### DIRECTIONS:
Reproduce the entries. Match every word.

━━━ RECORDED INFORMATION

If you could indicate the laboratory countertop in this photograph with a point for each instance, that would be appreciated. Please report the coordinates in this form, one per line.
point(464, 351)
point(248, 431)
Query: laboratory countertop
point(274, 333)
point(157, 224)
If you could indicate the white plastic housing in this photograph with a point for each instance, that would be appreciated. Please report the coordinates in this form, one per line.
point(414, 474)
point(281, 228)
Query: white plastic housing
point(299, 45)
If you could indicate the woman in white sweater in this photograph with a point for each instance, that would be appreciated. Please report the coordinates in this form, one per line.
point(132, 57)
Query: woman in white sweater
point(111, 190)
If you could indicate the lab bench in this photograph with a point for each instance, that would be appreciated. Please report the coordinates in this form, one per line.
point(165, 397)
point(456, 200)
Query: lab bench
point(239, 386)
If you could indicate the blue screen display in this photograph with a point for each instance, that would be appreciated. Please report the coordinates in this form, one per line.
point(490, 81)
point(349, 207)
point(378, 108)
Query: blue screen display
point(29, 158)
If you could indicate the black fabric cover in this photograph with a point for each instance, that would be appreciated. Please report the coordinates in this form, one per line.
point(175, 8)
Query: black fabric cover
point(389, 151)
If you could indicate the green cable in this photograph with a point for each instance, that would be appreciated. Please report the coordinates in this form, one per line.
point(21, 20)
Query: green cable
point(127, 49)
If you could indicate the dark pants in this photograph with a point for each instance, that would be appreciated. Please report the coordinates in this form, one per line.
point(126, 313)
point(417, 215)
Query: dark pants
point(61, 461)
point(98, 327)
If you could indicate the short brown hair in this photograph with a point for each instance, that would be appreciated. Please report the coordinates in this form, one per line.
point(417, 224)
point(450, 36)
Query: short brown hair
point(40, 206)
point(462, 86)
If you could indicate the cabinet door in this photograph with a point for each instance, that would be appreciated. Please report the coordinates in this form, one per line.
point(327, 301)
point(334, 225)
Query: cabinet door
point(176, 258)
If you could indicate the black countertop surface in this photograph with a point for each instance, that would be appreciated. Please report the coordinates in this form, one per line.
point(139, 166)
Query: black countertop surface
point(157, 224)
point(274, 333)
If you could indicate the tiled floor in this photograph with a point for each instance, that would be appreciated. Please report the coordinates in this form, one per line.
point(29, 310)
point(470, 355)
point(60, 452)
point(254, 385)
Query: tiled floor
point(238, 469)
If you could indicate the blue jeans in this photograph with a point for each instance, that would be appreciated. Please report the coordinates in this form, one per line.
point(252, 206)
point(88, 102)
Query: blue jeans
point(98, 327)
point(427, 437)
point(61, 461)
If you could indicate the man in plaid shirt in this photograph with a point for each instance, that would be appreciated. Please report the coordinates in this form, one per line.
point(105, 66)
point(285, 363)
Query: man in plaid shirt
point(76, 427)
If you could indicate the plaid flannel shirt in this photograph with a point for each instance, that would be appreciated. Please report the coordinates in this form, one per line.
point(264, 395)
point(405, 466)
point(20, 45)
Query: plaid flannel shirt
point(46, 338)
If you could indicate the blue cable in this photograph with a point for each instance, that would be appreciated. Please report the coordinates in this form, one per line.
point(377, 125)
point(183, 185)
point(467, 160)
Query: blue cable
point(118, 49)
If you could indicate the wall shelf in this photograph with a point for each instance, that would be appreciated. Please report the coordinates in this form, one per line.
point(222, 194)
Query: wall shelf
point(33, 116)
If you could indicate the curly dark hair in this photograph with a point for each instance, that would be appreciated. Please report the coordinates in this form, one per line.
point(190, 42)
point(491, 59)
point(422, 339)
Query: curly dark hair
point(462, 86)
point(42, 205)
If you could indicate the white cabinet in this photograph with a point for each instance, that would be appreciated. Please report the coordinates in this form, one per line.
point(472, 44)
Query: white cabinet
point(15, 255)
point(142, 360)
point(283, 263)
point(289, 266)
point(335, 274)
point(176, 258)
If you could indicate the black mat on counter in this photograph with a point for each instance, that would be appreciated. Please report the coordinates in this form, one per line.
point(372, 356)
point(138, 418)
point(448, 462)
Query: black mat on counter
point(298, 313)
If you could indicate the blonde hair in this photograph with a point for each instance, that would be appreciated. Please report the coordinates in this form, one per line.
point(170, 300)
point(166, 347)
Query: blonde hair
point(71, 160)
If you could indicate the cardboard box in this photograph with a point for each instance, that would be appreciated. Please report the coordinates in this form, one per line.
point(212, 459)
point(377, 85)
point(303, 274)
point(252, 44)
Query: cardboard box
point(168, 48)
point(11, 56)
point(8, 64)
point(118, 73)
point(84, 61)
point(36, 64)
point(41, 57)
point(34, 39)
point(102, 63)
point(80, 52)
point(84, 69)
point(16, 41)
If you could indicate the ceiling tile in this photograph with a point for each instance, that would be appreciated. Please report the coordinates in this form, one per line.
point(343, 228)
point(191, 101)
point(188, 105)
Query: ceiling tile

━━━━━━

### WRITTEN REPLY:
If you could indicate the laboratory countertop in this photograph with a point for each instance, that would be appreciated. Please report the coordinates in this form, one per line.
point(464, 351)
point(248, 431)
Query: laboratory countertop
point(274, 333)
point(157, 224)
If you could indicate the white plastic housing in this photograph with a point for each instance, that would be appreciated. Please report the coordinates in this form, one per line.
point(414, 474)
point(281, 228)
Query: white plastic housing
point(299, 45)
If you could indicate the woman in white sweater in this photograph with a point for each instance, that would be appreciated. Please report the coordinates in this form, one per line.
point(132, 57)
Query: woman in white sweater
point(111, 190)
If you could indicate the lab bench in this photograph with a point for each instance, that would be appreciated. Please report the coordinates in this form, one per line.
point(165, 397)
point(456, 200)
Query: lab bench
point(239, 386)
If you could indicate the blue screen display in this photograph with a point for each instance, that would be appreciated. Please report the coordinates in this form, one per line.
point(490, 81)
point(349, 207)
point(378, 108)
Query: blue screen display
point(29, 158)
If you could indicate the black fabric cover in this photograph with a point for each instance, that would be appreciated. Please report the coordinates in this form, one per line.
point(175, 8)
Query: black fabric cover
point(389, 151)
If you could indicate the green cable in this photograph with a point for each instance, that would be appreciated. Please report the coordinates in this form, one per line.
point(21, 20)
Query: green cable
point(127, 49)
If you could indicate the dark pants in this photograph with a point for each instance, that would be appreciated. Please report the coordinates in this form, one per line.
point(126, 313)
point(417, 215)
Query: dark pants
point(61, 461)
point(98, 327)
If you could indicate the short brown hair in this photograph with a point for each instance, that would be appreciated. Please report the coordinates in this form, one per line.
point(417, 224)
point(450, 36)
Query: short brown hair
point(40, 206)
point(462, 86)
If you could indicate the cabinet door in this photograph with a point for each instance, that would be appreciated. Please report the coordinates in this form, one per line.
point(327, 301)
point(334, 225)
Query: cabinet door
point(176, 258)
If you could indicate the black countertop surface in this photograph with a point for each instance, that would be appreciated. Please report the coordinates in this form, one per line.
point(139, 166)
Query: black countertop surface
point(157, 224)
point(274, 333)
If you could indicate the tiled floor in this photograph with a point for each instance, that would be appreciated. Please report the coordinates in this form, one per line.
point(29, 310)
point(470, 355)
point(60, 452)
point(254, 385)
Query: tiled floor
point(238, 469)
If you could indicate the blue jeans in this photograph with a point for each instance, that would be appreciated. Please report the coordinates in this form, one per line.
point(252, 206)
point(88, 102)
Query: blue jeans
point(98, 327)
point(427, 437)
point(61, 461)
If you could indicate the man in plaid shirt in this photograph with a point for each instance, that would be appreciated. Please report the coordinates in this form, one per line.
point(105, 66)
point(285, 363)
Query: man in plaid shirt
point(76, 427)
If you could indicate the plaid flannel shirt in this photograph with a point for each instance, that would be appreciated. Please report the coordinates in this form, one per line.
point(264, 395)
point(405, 466)
point(20, 45)
Query: plaid flannel shirt
point(46, 338)
If you could indicate the blue cable in this photograph with a point for each instance, that would be appreciated. Please report the coordinates in this form, one per line.
point(377, 125)
point(183, 185)
point(467, 160)
Query: blue cable
point(118, 49)
If you could indicate the wall shelf in this photograph with a point for each instance, that would be appreciated. Please report the coordinates in this form, one per line.
point(222, 194)
Query: wall shelf
point(33, 116)
If you could indicate the curly dark hair in this photograph with a point for each instance, that would be appreciated. Please report the coordinates in this form, one per line.
point(190, 42)
point(491, 59)
point(422, 339)
Query: curly dark hair
point(462, 86)
point(42, 205)
If you could indicate the white cabinet in this photograph with a point for each instance, that would be appreciated. Please report the coordinates in this form, one per line.
point(472, 44)
Query: white cabinet
point(15, 255)
point(142, 360)
point(283, 263)
point(289, 266)
point(335, 274)
point(176, 258)
If you could indicate the black mat on counter in this photograph with a point for each instance, that would be appreciated. Please report the coordinates in this form, one per line.
point(372, 356)
point(138, 418)
point(448, 462)
Query: black mat on counter
point(298, 313)
If you could indicate the blonde hair in this photograph with a point for each instance, that would be appreciated. Please report the coordinates in this form, one per line.
point(170, 300)
point(166, 347)
Query: blonde hair
point(71, 160)
If you could indicate the cardboard box in this photograph with a point for each instance, that would be appreciated. Please report the coordinates in this form, one per line.
point(212, 459)
point(377, 85)
point(303, 274)
point(252, 44)
Query: cardboard box
point(168, 48)
point(11, 56)
point(8, 64)
point(118, 73)
point(84, 61)
point(36, 64)
point(41, 57)
point(34, 39)
point(102, 63)
point(80, 52)
point(84, 69)
point(16, 41)
If you could indicate the ceiling tile in this photograph with a point for each instance, that would be appreciated. Please report the coordinates in this form, one per line.
point(343, 228)
point(191, 101)
point(188, 105)
Query: ceiling tile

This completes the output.